• [Required work] If a line of the listing contains the string "photo", return that line.

• [Dataset excerpts]
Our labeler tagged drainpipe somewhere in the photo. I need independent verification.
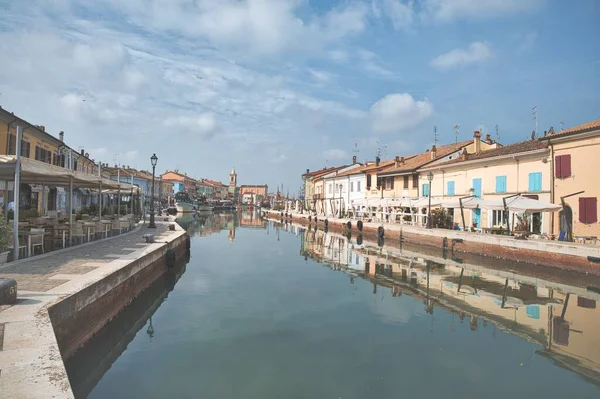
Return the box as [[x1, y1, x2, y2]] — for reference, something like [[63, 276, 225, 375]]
[[549, 140, 555, 234]]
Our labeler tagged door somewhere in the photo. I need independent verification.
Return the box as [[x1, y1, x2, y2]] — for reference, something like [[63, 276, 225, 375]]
[[472, 209, 481, 228]]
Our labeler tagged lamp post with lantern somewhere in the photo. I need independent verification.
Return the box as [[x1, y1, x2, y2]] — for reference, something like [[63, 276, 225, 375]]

• [Output]
Our labeler tagged drainpipe somewhere in the photo. I need independent verification.
Our labeler tagged door somewhere in the photo. I need independent verification.
Our labeler tagged lamp post with lantern somewhere in the photo. I need independent verification.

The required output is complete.